Directive:
Please count the lines below that contain the word "distant" and give only the number.

##### Source records #####

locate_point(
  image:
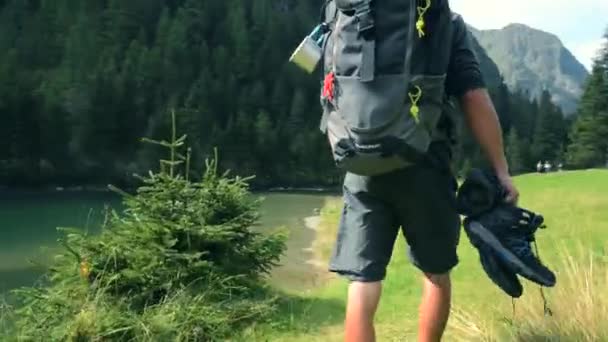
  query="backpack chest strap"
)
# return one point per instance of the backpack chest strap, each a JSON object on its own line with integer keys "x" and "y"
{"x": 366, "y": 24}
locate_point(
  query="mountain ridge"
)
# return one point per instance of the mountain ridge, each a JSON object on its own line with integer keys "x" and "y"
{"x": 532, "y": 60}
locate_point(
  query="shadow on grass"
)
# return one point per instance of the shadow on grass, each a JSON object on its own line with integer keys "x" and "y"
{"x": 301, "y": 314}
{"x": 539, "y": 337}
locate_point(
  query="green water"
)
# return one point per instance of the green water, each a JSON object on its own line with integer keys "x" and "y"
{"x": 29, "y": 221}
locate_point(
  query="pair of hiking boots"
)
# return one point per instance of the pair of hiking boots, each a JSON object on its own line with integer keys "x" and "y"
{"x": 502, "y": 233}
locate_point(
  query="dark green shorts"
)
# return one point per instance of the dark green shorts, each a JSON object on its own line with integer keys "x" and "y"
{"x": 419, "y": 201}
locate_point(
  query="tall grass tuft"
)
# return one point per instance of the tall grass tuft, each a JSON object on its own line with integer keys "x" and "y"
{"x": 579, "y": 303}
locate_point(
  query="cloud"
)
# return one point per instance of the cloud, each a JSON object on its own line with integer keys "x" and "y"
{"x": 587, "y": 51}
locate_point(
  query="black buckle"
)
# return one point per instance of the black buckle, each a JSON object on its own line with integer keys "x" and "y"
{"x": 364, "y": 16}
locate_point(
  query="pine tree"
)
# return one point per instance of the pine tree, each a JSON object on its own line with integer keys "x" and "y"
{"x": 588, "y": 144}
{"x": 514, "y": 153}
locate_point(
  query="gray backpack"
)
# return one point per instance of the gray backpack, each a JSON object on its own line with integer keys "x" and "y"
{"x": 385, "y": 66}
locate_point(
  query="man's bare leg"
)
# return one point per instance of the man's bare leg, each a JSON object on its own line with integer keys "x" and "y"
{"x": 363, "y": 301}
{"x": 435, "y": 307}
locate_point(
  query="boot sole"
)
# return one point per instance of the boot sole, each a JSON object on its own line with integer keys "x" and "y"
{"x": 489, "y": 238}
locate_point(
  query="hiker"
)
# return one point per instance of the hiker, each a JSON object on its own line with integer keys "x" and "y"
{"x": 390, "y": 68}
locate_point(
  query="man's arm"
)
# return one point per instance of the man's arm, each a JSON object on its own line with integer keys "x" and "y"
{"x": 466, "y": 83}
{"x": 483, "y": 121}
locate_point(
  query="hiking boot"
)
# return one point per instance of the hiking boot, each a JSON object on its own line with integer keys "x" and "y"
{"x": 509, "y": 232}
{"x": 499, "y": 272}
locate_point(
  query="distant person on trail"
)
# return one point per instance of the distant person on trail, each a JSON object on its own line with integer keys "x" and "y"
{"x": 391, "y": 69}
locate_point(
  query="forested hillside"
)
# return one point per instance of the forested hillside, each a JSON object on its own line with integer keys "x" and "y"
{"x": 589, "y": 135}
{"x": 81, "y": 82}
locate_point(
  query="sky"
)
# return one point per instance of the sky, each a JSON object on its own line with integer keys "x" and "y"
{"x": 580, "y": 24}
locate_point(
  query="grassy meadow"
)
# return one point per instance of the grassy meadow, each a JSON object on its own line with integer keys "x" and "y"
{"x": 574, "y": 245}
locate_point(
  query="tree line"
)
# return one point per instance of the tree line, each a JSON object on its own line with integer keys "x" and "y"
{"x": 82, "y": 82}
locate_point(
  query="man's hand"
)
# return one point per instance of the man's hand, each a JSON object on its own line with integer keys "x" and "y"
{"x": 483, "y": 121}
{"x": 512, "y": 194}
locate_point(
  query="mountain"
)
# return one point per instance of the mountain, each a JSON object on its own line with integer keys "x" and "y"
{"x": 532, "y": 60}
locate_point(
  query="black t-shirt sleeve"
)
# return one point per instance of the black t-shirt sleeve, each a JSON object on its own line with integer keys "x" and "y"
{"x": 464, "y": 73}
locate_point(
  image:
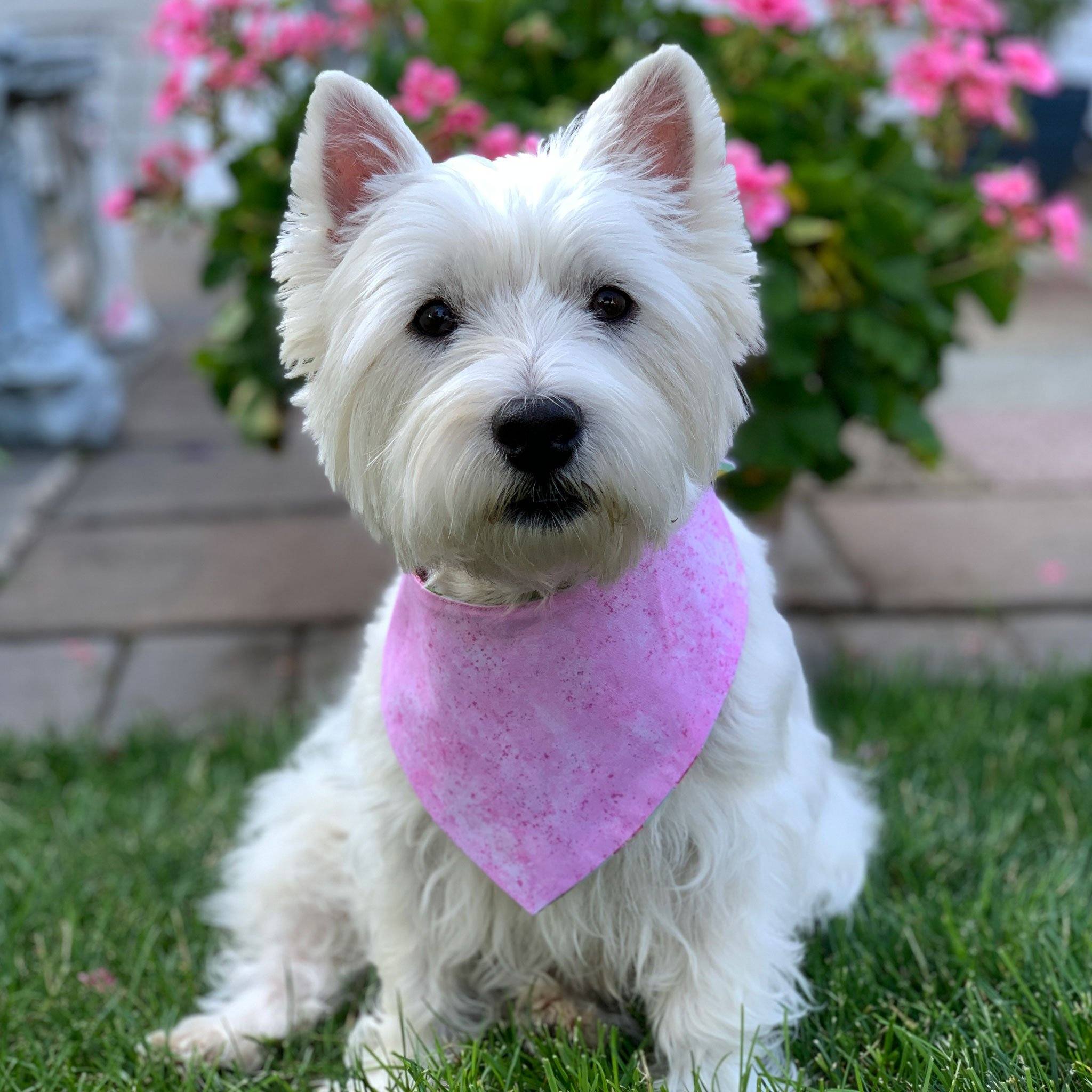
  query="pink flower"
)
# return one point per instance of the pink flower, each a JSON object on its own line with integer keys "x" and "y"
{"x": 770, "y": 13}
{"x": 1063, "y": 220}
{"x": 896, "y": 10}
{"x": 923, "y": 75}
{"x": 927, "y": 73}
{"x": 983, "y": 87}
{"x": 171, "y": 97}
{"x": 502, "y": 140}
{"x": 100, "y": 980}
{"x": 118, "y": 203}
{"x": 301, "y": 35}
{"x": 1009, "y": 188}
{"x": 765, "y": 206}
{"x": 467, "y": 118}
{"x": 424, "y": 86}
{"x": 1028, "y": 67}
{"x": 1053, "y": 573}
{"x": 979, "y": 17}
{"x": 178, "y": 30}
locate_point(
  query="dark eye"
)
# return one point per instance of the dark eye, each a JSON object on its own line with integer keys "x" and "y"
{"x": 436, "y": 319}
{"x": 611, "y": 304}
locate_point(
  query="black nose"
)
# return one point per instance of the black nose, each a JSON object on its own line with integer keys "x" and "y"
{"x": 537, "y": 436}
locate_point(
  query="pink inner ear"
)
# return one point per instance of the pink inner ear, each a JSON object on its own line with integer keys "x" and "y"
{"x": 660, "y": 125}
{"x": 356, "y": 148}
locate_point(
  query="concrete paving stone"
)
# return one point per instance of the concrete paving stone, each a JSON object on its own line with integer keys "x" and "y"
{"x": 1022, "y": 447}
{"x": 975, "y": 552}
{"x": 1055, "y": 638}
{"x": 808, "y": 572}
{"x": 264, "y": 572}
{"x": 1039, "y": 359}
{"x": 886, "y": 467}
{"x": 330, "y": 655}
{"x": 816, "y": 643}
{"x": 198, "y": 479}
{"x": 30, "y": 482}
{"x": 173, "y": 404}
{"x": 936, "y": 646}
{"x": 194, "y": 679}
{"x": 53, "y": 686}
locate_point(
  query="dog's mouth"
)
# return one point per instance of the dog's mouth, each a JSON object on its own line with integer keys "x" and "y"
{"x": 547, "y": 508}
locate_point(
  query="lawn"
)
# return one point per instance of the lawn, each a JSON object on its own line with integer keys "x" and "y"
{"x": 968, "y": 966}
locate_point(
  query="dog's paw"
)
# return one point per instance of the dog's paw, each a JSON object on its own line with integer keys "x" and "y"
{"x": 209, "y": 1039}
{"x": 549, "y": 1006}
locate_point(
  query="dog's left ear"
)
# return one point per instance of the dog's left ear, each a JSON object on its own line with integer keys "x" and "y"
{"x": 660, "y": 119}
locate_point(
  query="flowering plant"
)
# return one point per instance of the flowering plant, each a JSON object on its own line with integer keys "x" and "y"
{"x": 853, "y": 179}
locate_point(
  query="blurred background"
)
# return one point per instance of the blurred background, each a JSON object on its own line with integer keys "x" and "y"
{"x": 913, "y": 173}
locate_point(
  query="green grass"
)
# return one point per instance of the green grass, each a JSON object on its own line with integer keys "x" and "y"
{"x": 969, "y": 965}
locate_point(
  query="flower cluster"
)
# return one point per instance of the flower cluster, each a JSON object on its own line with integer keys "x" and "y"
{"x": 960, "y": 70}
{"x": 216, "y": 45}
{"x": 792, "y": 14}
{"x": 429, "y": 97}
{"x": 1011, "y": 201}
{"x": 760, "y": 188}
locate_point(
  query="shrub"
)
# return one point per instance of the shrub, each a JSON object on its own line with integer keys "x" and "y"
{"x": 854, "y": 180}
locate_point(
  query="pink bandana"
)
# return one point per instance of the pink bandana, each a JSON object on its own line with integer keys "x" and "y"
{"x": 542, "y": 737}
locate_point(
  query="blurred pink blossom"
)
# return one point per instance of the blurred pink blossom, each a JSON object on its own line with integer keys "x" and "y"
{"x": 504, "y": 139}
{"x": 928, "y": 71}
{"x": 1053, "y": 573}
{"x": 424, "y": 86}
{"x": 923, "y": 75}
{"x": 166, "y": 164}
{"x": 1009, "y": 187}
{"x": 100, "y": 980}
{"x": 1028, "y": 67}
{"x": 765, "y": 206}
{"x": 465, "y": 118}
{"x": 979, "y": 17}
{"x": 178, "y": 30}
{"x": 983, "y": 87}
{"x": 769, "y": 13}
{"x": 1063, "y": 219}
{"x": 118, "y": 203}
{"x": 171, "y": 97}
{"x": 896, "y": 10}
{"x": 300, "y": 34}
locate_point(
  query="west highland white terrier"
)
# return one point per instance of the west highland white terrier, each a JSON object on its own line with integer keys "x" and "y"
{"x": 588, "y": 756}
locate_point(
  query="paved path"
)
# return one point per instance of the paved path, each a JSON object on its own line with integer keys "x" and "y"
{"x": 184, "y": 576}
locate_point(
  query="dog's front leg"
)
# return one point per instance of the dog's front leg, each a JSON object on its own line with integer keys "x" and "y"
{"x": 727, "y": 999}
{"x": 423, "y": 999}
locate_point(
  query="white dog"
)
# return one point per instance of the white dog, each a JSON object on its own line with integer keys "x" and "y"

#####

Output of the exercise:
2